▶ **EXTRAIT DU TEXTE**:
☆ ☆ ☆ ☆ ☆

Y a-t-il tous les 10 mai un vaste débat, une explication de texte sur le
sujet de l’esclavage ? non !
Que ce soit le 8 ou le 10 mai et même la journée de la déportation, ces
journées sont trop tournées vers le passé, vers l’aspect « commémoratif »,
qui en amènent beaucoup à s’en désintéresser prétextant que le passé c’est le
passé et qu’il ne sert à rien de le ressasser en boucle.
Pour autant, la solution n’est pas de supprimer ni la commémoration de la
déportation ni celle de l’esclavage qui correspondent à des causes différentes
et suffisamment graves et exceptionnelles pour mériter qu’une journée leur soit
dédiée. Mais sortons de l’idée de pure commémoration pour en faire de vraies
journées pédagogiques tournées vers le présent et le futur.

☆ ☆ ☆ ☆ ☆

▶ **DONNÉES FOURNIES**:

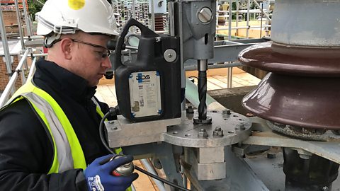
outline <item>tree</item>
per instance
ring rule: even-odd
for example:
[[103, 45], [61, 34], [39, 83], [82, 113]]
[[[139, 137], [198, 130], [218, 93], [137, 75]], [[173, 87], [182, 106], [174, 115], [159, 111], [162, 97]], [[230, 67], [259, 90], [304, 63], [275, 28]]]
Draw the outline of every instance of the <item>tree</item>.
[[35, 18], [35, 13], [40, 11], [42, 8], [43, 4], [46, 2], [47, 0], [28, 0], [28, 11], [31, 18], [34, 20]]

☆ ☆ ☆ ☆ ☆

▶ **SÉRIE D'EXERCICES**:
[A] Selon l'extrait, que faudrait-il faire de ces journées au lieu d'en rester à la pure commémoration ?
[B] Remplacez « pédagogiques » par « éducatives » dans le passage de l'extrait qui va de « Pour autant, la » à « et le futur. », puis réécrivez ce passage.

▶ **CORRIGÉ**:
[A] En faire de vraies journées pédagogiques tournées vers le présent et le futur.

[B]
Pour autant, la solution n’est pas de supprimer ni la commémoration de la
déportation ni celle de l’esclavage qui correspondent à des causes différentes
et suffisamment graves et exceptionnelles pour mériter qu’une journée leur soit
dédiée. Mais sortons de l’idée de pure commémoration pour en faire de vraies
journées éducatives tournées vers le présent et le futur.